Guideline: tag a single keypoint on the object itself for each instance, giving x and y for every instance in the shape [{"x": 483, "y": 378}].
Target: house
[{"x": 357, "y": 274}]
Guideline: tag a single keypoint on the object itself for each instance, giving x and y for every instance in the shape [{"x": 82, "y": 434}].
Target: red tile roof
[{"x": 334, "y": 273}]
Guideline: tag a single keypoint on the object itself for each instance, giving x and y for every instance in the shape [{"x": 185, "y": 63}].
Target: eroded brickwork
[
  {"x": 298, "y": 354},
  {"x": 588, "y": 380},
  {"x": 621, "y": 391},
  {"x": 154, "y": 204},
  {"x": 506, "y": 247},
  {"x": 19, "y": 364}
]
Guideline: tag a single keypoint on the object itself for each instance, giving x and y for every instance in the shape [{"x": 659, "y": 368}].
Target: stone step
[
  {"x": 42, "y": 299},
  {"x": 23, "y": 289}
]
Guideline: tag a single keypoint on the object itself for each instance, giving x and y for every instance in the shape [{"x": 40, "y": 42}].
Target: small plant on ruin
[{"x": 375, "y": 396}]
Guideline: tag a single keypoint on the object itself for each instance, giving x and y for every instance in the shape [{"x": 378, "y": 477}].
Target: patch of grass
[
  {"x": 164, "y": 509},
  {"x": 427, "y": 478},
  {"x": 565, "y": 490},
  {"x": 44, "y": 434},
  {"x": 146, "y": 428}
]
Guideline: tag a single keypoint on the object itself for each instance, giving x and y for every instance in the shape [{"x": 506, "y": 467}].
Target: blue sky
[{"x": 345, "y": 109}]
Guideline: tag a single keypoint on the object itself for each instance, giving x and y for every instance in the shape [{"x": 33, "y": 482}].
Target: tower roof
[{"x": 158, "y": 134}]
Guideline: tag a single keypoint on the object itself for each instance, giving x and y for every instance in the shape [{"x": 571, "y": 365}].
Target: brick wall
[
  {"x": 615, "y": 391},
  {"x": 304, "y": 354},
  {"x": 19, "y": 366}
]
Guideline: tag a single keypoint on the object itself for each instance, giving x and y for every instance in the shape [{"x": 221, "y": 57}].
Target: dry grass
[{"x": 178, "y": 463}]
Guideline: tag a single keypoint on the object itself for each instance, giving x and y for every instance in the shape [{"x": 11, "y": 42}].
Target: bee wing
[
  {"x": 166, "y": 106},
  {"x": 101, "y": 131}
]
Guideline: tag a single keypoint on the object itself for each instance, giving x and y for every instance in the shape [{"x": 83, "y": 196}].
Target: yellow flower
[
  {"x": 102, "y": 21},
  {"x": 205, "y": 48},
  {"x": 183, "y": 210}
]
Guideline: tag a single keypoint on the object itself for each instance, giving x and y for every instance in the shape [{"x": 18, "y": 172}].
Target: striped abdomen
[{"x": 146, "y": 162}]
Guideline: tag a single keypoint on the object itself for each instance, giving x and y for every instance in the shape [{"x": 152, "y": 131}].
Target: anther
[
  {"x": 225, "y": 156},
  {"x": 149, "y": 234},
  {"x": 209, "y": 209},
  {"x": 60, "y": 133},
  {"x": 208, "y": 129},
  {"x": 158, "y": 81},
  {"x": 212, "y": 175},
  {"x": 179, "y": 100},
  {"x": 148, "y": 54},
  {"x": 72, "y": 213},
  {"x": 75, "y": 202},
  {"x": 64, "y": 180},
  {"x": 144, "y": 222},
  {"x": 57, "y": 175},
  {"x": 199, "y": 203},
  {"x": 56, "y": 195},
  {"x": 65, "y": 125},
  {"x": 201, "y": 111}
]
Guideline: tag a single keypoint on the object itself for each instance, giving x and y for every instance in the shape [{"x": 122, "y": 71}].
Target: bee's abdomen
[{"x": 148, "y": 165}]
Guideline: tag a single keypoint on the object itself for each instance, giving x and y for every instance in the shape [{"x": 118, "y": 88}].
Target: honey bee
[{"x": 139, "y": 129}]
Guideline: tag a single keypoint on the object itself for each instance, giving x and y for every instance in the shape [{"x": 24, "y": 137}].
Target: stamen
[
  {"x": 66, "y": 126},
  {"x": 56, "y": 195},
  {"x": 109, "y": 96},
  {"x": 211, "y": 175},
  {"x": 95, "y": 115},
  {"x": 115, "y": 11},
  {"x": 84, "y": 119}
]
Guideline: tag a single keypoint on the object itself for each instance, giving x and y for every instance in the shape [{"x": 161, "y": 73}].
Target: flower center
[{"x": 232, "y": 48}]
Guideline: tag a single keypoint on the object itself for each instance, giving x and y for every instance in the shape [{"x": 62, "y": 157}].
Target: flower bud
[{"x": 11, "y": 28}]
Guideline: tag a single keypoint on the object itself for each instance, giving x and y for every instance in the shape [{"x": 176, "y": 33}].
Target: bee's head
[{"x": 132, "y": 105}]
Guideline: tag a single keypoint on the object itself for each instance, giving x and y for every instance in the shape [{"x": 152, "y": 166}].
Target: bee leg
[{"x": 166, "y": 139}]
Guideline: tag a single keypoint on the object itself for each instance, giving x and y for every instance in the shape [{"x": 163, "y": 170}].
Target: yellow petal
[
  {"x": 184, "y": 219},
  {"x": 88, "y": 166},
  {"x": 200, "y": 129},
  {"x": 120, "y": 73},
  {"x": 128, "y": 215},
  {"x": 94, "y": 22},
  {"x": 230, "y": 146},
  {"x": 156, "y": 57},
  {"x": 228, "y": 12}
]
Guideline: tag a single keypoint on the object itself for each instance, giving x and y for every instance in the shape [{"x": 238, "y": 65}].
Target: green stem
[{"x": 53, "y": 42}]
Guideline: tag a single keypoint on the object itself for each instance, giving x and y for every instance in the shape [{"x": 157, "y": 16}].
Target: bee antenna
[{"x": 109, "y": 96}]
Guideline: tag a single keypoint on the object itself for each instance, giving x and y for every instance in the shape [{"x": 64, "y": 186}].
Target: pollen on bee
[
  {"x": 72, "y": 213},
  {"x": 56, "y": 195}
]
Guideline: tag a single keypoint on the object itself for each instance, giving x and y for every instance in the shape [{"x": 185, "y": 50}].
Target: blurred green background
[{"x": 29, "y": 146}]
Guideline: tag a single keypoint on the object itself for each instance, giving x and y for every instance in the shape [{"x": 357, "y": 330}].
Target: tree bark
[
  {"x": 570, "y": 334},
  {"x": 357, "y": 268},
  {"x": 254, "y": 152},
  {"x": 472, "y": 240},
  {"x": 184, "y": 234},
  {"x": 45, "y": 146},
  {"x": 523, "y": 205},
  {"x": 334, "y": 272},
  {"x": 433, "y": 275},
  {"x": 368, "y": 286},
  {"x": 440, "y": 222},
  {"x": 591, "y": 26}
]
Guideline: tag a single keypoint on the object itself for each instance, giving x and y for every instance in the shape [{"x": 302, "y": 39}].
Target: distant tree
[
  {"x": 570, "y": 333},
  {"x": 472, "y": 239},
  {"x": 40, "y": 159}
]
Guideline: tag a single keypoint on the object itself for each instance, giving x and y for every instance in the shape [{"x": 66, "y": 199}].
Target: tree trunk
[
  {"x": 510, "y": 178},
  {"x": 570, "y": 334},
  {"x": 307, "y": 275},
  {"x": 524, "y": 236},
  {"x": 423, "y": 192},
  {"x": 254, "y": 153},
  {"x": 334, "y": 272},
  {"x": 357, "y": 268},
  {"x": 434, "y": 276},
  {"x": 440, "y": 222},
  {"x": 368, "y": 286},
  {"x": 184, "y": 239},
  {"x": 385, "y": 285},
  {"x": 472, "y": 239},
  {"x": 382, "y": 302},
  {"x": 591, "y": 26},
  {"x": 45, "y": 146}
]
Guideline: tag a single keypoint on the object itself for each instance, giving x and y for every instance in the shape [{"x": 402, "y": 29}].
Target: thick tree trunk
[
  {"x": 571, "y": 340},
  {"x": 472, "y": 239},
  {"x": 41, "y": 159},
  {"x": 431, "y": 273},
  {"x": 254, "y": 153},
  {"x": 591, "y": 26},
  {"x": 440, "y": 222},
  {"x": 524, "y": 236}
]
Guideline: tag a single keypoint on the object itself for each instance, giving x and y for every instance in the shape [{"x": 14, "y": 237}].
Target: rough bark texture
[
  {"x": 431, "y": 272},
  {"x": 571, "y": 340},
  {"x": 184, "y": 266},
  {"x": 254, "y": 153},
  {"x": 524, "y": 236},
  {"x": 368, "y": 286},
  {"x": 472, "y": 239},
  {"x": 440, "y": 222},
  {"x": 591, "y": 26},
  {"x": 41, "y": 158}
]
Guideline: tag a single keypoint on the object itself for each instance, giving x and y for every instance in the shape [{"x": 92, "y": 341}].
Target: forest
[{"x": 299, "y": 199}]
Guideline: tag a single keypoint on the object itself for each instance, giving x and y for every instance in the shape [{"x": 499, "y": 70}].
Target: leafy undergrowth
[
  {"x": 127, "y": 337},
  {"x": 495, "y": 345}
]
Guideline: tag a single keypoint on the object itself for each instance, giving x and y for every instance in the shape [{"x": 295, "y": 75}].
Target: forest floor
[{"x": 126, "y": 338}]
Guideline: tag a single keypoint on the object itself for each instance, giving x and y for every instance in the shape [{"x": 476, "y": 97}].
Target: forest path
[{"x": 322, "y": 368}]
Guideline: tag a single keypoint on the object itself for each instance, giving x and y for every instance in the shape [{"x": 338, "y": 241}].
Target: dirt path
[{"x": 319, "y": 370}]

# Task goal
Identify each line in the items above that contains the word "green" and copy those lines.

# Final answer
Target: green stem
Target: blurred green background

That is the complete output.